---- Text section
In response to The New York Times’ recent lawsuit against OpenAI, the leading artificial intelligence research organization has issued an official statement firmly rejecting the allegations. OpenAI contends that The New York Times manipulated prompts to induce AI models to regurgitate data related to their articles without permission. The lawsuit, filed on December 27, 2023, alleges unauthorized use of Times content for training Large Language Models (LLMs). OpenAI asserts that the content in question was publicly available on the internet, falling within the boundaries of fair use for AI model training.
Unveiling alleged prompt manipulation
OpenAI claims that The New York Times intentionally misled their AI model, ChatGPT, by fabricating prompts to elicit verbatim data from years-old articles, which were already widely disseminated on various third-party websites. This manipulation, according to OpenAI, skewed the model’s behavior, suggesting that the Times either instructed the model to regurgitate or cherry-picked examples from numerous attempts. The organization maintains that, despite the use of such prompts, ChatGPT does not typically behave as implied by the Times.
Surprise and disappointment for OpenAI
OpenAI expressed its surprise and disappointment upon discovering the lawsuit through The New York Times itself. The organization contends that they had informed the Times that their content had minimal impact on the training of their existing AI models and would not significantly contribute to future training. OpenAI insists that they had never received any prior information about the lawsuit before its public filing.
Unfulfilled requests for examples
OpenAI disclosed that during their collaboration with The New York Times, the publication had mentioned instances of regurgitation, but when pressed to provide specific examples, the Times failed to comply. OpenAI states that they take allegations of regurgitation seriously and cited their swift action in July when they promptly removed a ChatGPT feature that reproduced real-time content in unintended ways.
--------
---- Data records
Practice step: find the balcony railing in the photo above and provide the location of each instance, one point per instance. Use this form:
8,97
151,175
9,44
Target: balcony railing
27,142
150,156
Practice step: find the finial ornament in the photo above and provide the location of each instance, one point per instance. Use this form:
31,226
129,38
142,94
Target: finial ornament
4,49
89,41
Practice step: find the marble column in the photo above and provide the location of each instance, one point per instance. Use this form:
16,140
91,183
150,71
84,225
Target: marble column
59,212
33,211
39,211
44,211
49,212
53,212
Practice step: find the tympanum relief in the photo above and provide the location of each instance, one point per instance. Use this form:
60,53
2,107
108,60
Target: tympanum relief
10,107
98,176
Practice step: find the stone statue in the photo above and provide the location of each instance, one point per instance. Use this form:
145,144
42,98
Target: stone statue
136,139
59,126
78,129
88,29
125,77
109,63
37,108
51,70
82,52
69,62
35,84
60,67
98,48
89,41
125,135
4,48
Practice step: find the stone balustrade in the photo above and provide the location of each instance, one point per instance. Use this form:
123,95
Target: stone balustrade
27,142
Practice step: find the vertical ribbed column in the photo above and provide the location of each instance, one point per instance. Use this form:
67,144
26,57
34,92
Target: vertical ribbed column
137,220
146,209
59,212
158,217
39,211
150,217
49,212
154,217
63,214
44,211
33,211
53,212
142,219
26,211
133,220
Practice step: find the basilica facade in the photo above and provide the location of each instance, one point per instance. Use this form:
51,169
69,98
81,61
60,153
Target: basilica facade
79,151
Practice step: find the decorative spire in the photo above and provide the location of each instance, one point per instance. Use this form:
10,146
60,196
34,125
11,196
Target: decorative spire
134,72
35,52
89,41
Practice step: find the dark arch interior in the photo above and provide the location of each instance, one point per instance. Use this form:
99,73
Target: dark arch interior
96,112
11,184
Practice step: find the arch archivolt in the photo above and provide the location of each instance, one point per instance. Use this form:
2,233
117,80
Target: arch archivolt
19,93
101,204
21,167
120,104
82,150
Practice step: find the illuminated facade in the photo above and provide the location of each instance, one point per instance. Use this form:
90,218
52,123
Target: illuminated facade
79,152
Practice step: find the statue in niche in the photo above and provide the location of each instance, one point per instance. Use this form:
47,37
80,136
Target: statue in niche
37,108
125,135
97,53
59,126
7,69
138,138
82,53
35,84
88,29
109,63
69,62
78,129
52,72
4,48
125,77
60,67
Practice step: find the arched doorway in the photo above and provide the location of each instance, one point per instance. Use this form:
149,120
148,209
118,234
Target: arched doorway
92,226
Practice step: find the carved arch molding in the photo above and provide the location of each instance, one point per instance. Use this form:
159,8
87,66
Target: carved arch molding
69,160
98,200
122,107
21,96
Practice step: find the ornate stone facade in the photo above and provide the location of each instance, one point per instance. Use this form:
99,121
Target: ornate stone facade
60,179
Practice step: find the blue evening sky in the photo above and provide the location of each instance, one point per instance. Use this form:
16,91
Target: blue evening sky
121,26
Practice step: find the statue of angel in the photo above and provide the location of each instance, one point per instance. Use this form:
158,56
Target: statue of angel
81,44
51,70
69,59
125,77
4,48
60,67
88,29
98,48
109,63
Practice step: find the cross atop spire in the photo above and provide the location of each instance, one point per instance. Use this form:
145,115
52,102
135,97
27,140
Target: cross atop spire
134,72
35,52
--------
▸ Requirement 1
According to the article on OpenAI's reply to The New York Times lawsuit, on what date was the lawsuit filed?
▸ Requirement 2
Please write the next part of the article on OpenAI's reply to The New York Times lawsuit, starting right after its final sentence.

▸ Exercise answer 1
December 27, 2023.

▸ Exercise answer 2
Fair use and licensing deals
OpenAI emphasizes the principle of fair use, asserting that training AI models using publicly available internet materials is consistent with long-standing and widely accepted precedents. The organization believes this principle is equitable to creators, essential for innovators, and crucial for U.S. competitiveness. They further assert that if content is accessible on the internet, it falls under fair use regulation and can be utilized for AI model training.
Opt-out option for data usage
OpenAI offers an opt-out option for individuals or entities that do not wish to have their data used for training AI models. They highlight that The New York Times exercised this option in August 2023, implying that the publication was aware of the procedure but still pursued the lawsuit.
Multiple lawsuits against OpenAI and Microsoft
The New York Times is not the sole entity pursuing legal action against OpenAI and Microsoft for alleged unauthorized data usage. Earlier in the same week, two authors filed a lawsuit, asserting that OpenAI employed their published work to train its AI models.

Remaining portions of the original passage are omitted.